→ The task
Pick out each line in the records below that contains the word "yellow". Case counts, so only lines where capital and small letters match qualify.

+++ Records shown

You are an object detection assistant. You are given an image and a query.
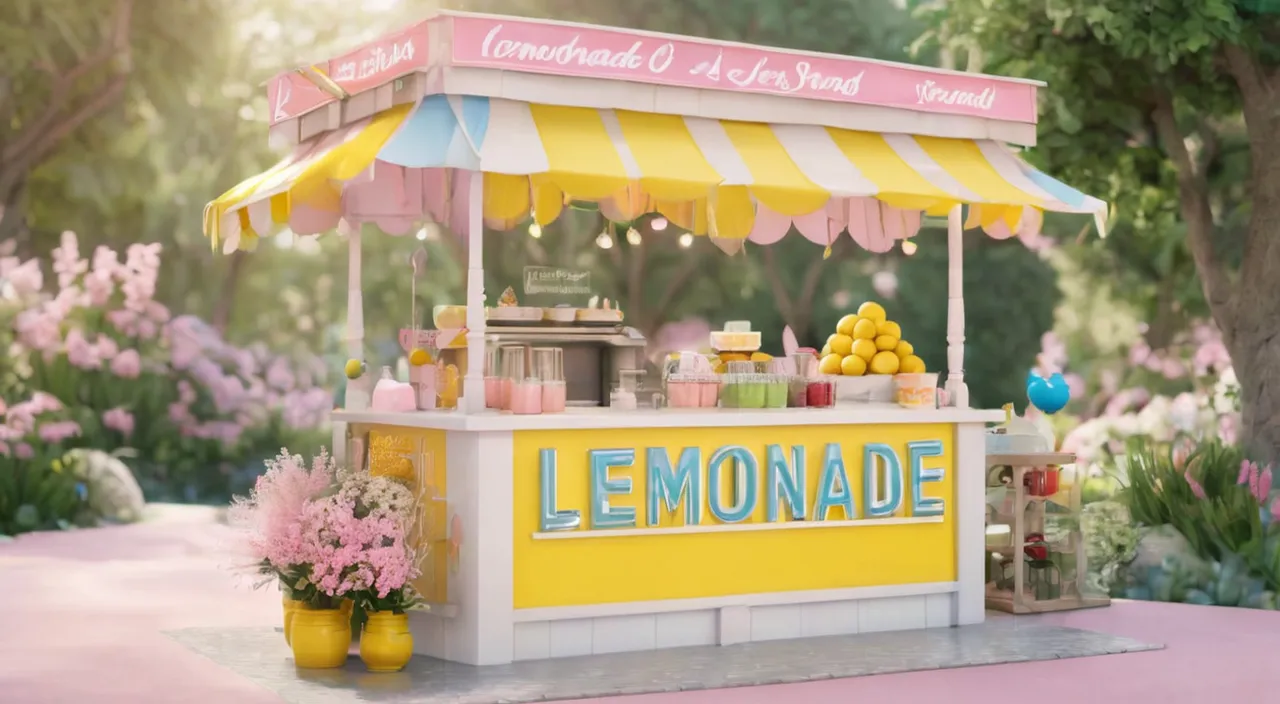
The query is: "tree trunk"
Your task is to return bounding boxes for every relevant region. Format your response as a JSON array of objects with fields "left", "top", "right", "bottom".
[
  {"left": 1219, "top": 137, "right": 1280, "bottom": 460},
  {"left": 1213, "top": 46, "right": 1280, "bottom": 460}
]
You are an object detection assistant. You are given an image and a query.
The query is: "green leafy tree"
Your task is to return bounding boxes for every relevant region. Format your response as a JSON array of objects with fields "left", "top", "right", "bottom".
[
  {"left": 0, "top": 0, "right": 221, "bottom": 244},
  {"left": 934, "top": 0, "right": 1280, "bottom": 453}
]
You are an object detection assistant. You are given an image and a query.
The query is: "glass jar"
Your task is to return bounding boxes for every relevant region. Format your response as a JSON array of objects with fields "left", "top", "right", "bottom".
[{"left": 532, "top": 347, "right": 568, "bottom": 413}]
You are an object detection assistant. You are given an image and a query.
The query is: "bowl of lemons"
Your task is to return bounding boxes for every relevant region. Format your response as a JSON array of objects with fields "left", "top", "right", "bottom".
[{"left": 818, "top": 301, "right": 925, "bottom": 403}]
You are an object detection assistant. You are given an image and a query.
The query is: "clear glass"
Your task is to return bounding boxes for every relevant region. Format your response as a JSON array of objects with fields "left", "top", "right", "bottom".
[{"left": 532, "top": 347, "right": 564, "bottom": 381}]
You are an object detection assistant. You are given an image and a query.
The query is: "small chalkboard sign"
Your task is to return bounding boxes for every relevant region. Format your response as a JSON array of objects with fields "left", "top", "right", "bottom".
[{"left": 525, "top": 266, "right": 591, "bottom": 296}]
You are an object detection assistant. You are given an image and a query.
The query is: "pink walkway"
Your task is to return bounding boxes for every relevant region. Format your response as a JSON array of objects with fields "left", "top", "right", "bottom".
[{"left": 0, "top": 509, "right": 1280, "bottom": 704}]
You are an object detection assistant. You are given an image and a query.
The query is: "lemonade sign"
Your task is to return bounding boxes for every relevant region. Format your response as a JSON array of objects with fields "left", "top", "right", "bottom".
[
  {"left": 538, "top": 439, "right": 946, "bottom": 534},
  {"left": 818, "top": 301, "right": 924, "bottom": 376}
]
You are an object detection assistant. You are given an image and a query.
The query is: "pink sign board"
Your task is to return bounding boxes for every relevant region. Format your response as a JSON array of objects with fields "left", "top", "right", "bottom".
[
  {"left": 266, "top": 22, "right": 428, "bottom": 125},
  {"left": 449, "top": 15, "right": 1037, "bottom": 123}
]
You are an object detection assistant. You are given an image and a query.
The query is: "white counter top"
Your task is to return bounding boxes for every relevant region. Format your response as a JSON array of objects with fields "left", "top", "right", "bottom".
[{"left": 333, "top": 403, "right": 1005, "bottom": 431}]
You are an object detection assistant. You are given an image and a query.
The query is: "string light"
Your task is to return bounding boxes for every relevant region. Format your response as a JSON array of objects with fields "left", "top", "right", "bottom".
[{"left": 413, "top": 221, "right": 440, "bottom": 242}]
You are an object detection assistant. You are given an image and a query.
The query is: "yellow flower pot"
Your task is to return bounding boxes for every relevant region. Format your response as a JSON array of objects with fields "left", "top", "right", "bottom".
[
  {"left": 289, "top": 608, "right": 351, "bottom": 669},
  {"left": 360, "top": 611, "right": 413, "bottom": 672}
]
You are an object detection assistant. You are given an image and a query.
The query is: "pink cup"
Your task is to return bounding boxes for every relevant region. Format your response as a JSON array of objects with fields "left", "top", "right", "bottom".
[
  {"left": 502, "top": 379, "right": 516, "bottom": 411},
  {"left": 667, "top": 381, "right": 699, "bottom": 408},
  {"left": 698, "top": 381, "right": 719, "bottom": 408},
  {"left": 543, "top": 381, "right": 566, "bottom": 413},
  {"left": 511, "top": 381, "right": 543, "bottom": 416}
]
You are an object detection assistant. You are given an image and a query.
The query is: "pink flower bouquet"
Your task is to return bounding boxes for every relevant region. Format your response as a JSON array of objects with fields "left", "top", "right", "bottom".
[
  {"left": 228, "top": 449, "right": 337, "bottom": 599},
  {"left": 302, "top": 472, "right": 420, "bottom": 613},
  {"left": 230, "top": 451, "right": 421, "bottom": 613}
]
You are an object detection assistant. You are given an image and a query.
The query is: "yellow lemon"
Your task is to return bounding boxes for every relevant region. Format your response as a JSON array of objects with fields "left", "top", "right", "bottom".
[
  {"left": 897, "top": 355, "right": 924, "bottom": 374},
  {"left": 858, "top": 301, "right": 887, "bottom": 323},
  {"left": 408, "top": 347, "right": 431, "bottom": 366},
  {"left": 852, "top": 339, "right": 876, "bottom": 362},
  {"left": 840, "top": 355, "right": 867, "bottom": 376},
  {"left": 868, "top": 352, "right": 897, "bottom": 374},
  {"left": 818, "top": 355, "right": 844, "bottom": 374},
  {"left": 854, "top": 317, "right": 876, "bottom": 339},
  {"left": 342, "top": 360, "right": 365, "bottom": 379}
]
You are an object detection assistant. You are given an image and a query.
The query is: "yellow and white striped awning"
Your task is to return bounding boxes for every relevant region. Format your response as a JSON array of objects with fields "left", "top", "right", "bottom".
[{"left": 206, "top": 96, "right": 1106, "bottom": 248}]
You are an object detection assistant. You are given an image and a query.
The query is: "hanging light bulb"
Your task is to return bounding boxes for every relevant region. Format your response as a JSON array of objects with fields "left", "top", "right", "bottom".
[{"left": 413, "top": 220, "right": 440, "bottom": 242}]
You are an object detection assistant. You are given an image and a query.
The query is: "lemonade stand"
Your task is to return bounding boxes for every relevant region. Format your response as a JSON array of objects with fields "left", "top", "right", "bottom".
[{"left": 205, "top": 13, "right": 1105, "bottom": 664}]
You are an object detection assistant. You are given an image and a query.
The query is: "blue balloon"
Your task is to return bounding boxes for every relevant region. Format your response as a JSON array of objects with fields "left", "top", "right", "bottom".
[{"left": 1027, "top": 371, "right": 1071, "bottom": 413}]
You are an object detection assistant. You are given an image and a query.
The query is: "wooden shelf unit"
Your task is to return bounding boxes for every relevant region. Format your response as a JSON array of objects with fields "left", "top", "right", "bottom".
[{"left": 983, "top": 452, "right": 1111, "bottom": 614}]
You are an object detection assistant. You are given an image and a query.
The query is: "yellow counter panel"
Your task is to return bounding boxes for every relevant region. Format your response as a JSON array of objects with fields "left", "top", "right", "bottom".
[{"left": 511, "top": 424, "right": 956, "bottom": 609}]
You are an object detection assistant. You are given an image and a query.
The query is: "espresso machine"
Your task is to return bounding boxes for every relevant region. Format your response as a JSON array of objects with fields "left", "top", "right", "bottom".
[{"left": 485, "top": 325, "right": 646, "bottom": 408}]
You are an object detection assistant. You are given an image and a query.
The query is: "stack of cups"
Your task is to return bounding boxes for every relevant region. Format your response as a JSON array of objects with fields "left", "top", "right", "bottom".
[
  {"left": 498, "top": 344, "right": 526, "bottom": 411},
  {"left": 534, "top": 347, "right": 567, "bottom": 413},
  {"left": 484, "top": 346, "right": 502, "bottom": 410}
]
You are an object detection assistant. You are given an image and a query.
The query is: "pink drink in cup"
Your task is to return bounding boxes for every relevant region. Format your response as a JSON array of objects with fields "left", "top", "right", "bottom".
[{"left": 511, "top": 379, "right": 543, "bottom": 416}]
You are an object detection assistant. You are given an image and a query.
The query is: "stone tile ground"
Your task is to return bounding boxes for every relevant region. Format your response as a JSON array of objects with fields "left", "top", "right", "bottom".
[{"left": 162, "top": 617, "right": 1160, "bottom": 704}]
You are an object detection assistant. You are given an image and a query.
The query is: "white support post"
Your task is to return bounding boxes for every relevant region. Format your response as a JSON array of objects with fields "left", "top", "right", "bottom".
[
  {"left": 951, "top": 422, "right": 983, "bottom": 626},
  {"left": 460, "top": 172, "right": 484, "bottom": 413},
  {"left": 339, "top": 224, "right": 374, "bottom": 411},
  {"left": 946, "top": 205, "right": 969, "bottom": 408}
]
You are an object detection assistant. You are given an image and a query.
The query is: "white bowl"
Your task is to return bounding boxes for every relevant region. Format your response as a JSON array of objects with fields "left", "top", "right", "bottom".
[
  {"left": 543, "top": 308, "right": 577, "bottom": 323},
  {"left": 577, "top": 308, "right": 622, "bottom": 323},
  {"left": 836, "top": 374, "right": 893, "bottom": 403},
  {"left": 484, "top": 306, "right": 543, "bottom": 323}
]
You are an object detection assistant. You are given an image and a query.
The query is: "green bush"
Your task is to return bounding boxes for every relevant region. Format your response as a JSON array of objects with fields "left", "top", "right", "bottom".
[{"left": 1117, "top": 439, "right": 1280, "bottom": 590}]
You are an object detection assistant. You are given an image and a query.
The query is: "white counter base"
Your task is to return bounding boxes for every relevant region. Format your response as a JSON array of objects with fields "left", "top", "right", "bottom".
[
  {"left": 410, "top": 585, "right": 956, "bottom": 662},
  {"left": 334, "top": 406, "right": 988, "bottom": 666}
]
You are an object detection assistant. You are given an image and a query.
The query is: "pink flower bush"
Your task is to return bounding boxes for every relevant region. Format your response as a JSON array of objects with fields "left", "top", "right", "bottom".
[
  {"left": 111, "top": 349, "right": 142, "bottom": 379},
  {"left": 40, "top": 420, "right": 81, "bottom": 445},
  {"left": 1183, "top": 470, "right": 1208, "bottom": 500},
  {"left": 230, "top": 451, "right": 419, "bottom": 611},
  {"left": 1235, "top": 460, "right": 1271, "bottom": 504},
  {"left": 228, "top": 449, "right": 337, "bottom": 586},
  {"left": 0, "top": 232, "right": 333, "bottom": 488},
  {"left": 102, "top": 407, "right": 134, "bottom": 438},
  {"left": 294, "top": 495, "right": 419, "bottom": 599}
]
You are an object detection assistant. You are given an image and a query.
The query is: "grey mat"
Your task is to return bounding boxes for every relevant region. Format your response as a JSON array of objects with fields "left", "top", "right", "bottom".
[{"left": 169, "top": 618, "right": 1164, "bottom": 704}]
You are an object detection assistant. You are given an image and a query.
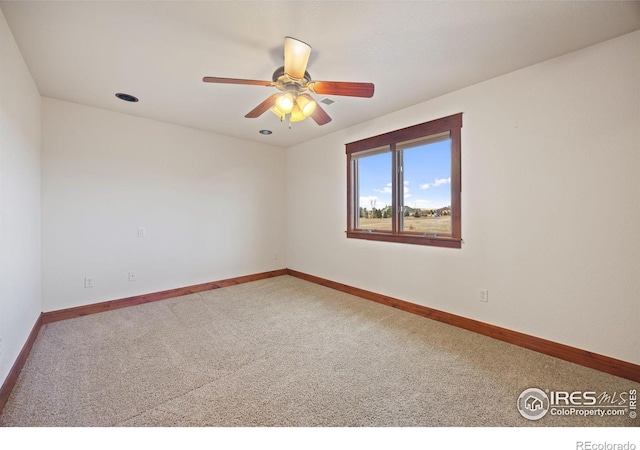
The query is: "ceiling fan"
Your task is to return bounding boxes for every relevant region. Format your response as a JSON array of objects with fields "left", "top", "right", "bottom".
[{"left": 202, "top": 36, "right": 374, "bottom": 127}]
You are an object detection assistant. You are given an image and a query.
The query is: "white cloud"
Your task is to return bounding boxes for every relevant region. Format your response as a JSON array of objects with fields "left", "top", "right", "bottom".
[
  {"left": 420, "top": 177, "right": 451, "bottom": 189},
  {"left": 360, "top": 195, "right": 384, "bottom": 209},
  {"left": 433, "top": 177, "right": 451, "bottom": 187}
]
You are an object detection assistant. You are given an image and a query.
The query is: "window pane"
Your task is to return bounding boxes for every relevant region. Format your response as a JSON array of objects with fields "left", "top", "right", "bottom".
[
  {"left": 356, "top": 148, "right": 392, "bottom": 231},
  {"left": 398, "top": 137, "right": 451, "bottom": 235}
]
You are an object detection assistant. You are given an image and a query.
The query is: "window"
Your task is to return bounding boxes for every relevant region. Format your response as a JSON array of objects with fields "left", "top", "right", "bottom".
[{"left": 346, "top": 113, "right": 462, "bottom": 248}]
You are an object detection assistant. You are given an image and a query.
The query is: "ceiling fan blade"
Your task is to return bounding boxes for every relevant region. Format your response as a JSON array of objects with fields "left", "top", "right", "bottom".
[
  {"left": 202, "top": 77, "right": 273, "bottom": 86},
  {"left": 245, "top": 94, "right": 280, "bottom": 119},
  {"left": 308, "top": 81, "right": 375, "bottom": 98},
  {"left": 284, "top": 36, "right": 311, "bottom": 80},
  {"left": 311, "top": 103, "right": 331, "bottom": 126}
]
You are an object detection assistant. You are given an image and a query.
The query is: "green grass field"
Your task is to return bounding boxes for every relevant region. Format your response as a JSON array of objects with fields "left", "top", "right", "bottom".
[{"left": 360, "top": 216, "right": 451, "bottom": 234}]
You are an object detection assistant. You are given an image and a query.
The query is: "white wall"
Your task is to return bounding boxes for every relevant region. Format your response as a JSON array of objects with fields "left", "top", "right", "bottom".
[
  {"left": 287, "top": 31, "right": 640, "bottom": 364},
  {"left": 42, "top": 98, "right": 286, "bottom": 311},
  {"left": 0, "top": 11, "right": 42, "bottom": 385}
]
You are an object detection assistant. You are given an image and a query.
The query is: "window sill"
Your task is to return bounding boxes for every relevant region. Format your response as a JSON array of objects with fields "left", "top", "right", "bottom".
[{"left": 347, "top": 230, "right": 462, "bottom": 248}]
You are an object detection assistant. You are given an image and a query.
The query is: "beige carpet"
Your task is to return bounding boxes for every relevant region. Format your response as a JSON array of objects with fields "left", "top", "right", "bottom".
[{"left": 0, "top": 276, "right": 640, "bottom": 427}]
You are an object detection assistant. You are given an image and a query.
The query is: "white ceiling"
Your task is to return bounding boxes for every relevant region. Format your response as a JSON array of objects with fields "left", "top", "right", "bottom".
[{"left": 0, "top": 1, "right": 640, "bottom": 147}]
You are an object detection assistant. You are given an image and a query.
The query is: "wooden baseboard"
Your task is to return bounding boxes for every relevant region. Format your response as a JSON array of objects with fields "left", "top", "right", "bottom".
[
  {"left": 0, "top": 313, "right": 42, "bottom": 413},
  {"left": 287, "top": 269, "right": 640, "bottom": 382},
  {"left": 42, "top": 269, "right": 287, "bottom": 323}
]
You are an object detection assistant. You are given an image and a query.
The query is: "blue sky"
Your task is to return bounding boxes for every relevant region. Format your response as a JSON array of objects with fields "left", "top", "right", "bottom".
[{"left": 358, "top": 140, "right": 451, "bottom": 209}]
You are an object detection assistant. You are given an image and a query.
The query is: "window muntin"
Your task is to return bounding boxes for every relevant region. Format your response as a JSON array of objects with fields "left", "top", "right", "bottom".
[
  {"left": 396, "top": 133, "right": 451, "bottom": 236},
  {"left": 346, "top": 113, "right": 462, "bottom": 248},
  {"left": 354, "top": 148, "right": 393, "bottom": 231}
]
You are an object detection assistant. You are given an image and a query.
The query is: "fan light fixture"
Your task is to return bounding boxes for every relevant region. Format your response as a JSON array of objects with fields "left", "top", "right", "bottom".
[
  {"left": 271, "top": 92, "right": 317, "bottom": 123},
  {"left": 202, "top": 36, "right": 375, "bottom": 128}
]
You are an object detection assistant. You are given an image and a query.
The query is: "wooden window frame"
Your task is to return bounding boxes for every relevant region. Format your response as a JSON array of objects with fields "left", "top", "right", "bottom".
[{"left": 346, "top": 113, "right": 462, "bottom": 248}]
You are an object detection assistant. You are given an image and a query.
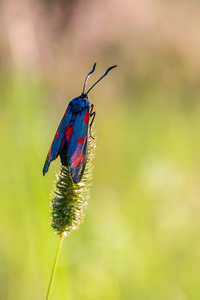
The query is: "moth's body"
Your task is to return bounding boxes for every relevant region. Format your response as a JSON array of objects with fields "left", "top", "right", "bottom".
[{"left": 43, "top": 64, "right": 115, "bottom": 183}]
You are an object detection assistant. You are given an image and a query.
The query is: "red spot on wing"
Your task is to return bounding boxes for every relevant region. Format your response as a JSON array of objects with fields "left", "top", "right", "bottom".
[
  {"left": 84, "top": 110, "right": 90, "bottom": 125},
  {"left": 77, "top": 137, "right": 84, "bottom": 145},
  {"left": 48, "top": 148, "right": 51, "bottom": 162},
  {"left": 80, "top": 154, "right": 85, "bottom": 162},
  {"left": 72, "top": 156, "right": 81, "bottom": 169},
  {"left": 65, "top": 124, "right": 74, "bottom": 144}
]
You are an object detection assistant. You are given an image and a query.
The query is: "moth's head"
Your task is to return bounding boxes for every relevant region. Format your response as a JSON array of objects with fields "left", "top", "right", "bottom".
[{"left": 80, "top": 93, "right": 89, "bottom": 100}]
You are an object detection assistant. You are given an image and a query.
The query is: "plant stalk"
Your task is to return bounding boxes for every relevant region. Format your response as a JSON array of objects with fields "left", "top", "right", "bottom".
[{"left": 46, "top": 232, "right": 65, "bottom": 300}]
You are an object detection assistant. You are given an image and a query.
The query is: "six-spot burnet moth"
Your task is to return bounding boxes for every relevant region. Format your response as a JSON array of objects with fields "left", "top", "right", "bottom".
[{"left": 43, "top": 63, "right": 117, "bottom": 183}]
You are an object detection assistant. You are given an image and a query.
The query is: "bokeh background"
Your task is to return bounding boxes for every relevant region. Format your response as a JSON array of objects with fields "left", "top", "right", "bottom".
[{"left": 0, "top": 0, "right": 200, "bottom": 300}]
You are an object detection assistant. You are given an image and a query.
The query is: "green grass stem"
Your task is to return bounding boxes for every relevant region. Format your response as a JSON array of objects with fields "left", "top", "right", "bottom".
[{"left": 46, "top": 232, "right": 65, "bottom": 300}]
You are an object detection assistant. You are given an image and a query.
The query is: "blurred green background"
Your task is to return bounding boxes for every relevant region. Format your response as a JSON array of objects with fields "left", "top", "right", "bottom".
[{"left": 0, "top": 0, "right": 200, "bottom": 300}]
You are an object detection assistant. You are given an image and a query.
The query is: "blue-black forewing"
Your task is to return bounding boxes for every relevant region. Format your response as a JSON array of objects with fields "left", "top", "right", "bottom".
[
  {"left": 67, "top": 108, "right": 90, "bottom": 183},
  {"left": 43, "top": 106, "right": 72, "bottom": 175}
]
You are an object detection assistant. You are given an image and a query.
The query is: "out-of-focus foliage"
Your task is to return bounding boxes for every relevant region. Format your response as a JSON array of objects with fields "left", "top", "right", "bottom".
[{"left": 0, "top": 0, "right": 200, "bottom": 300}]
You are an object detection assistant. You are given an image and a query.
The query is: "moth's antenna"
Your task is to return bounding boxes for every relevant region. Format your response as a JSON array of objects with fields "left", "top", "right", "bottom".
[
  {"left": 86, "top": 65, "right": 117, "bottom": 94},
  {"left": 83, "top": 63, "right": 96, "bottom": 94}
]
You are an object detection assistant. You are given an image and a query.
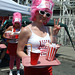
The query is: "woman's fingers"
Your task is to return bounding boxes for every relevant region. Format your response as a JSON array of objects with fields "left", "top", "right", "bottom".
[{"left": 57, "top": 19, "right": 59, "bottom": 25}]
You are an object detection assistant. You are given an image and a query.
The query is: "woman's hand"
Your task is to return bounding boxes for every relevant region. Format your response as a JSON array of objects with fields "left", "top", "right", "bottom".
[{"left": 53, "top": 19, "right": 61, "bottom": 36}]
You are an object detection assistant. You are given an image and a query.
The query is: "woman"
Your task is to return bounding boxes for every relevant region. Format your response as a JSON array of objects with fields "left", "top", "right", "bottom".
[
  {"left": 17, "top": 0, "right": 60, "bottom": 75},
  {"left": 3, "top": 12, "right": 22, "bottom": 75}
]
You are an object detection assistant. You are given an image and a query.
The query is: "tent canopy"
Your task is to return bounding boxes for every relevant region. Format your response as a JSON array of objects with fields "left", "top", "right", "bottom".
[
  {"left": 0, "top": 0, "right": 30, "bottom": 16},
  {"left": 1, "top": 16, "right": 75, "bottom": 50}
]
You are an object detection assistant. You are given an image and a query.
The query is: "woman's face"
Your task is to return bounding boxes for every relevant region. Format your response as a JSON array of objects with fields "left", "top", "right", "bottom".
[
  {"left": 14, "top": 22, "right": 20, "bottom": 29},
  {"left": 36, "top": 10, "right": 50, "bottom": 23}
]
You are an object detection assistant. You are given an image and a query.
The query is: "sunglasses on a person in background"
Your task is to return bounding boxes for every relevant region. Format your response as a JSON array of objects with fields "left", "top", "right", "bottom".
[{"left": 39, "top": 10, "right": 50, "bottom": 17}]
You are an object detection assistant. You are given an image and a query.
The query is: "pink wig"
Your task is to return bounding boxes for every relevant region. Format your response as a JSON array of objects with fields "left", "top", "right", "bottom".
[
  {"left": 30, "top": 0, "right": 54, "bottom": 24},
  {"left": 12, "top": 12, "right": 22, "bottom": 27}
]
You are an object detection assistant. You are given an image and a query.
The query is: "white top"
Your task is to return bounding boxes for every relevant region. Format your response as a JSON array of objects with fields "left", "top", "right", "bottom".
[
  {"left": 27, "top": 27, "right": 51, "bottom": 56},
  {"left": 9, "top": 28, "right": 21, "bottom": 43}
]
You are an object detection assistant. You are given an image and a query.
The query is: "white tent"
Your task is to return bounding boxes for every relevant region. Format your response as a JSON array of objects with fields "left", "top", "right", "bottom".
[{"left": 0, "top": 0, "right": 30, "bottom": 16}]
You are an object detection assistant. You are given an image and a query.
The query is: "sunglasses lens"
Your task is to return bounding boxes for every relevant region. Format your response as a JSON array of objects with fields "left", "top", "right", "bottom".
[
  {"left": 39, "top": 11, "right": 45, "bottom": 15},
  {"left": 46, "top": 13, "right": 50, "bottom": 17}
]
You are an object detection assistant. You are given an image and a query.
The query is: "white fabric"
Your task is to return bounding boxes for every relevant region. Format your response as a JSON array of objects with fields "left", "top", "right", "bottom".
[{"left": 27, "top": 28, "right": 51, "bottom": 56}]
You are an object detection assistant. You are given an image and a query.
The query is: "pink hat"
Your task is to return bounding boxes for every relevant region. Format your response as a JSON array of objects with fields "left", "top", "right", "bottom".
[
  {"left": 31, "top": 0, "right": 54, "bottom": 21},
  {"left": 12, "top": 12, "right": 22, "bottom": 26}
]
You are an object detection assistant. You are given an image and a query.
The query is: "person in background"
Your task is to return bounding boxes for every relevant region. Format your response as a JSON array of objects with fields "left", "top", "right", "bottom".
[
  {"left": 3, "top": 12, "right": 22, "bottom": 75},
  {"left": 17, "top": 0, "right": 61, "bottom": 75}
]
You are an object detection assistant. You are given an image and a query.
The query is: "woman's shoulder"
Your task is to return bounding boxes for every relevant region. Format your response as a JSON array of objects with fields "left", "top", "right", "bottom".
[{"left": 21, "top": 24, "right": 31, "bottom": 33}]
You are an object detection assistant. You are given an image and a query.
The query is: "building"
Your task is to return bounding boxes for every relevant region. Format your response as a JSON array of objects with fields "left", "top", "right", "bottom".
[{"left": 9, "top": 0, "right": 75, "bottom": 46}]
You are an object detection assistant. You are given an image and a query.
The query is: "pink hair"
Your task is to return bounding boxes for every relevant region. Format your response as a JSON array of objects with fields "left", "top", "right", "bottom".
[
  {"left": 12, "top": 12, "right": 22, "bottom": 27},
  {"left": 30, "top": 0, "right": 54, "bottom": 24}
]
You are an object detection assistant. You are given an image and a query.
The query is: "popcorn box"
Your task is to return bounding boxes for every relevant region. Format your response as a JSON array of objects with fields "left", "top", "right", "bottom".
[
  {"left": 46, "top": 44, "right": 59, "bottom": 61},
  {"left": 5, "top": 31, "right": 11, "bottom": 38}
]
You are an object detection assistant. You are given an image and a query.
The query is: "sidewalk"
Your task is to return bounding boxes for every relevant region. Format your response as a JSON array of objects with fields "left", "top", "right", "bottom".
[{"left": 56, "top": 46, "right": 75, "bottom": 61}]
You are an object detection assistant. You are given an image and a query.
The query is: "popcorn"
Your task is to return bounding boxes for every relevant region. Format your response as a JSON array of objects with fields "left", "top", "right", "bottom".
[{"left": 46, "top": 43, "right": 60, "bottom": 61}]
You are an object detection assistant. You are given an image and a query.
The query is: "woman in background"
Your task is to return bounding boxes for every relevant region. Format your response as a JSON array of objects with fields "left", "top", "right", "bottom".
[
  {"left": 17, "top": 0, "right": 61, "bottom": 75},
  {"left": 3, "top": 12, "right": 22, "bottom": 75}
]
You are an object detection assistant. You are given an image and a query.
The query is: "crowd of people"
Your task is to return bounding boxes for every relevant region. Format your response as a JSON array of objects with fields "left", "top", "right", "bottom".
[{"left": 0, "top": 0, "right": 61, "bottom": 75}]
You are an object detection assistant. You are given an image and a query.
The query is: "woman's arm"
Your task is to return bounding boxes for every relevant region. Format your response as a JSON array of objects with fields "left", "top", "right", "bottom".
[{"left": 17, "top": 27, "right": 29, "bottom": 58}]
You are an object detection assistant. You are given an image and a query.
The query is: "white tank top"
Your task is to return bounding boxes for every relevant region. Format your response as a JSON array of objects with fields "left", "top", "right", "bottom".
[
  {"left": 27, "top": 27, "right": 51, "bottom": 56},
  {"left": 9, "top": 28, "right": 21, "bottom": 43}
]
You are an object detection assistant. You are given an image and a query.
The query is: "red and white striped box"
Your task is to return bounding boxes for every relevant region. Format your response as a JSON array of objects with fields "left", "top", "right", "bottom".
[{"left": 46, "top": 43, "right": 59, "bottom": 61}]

++++++

→ The completed task
The query is: "yellow flower pot"
The query is: "yellow lemon"
The query is: "yellow and white striped awning"
The query is: "yellow counter panel"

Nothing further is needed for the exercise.